REQUIREMENT
Reproduce, word for word, the passage of the reply on ideographic description between "They are intended" and "Unicode as well?", inclusive.

EXCERPT TO READ
Re: Ideographic Description

From: John Jenkins (jenkins@apple.com)
Date: Wed Sep 08 1999 - 11:47:07 EDT


You may want to check my talk at last week's International Unicode
Conference, which discusses these in some detail. The URL is:

http://fonts.apple.com/WhitePapers/IUC15Han.pdf

>
> 1) What is IDS really for? Why has this feature been introduced in
> ISO-10646?
>

They are intended to provide a means of including unencoded ideographs in
text. The presumption is that there will never be a time when *all*
possible ideographs in actual use (present or past) will be formally
encoded, and some mechanism is required to handle the missing ones.

> 2) Will these addition be integrated in Unicode as well?
>

Yes. They are a part of Unicode 3.0.

> 3) Document [1] explicitly states that an IDS "describes the ideograph
> in the abstract form. It is not interpreted as a composed character and does
> not have any rendering implication." -- OK: pretty rendering of IDSs is not
> *required* to conformant applications, but is it *forbidded*?
>

Unicode requires that IDCs must have some visual appearance. Applications
may choose to parse the IDS and render appropriately, but it isn't
recommended.

> 4) Would it be conformant to use an IDS in place of a character already
> encoded within CJK Unified Ideographs?
>

No. Unicode adds to 10646 the formal requirement that an IDS be as short as
possible, which would mean that using an IDS to describe an already encoded
ideograph is non-conformant. Even more explicitly, Unicode says that this
is forbidden.

MATERIAL SHOWN

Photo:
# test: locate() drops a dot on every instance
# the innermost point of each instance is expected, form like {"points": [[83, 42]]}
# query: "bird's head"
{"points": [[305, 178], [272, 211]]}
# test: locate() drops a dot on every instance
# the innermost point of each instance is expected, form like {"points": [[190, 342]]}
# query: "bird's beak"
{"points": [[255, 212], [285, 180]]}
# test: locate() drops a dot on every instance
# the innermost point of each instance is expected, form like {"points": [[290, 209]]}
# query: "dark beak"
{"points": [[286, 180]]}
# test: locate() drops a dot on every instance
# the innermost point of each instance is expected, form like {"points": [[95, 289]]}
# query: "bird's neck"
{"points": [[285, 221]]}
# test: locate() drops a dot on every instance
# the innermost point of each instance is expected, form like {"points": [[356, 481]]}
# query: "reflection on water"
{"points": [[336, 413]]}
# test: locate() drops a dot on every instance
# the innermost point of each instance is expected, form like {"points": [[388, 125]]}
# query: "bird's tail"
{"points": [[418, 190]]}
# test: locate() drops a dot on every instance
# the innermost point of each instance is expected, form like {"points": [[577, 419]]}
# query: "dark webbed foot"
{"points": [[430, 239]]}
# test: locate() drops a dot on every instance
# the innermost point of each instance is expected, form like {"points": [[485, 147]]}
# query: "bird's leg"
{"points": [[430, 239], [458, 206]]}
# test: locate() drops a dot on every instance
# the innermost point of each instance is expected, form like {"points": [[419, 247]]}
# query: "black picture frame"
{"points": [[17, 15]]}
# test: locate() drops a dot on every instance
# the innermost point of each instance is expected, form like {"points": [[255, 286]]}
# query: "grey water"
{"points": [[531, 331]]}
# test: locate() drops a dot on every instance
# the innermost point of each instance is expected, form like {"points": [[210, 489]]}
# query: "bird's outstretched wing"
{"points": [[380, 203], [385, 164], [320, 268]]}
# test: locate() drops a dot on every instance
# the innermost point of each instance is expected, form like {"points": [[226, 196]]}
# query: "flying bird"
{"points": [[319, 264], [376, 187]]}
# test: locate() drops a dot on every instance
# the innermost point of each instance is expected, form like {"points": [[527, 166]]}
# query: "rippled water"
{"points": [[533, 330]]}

TASK RESPONSE
They are intended to provide a means of including unencoded ideographs in
text. The presumption is that there will never be a time when *all*
possible ideographs in actual use (present or past) will be formally
encoded, and some mechanism is required to handle the missing ones.

> 2) Will these addition be integrated in Unicode as well?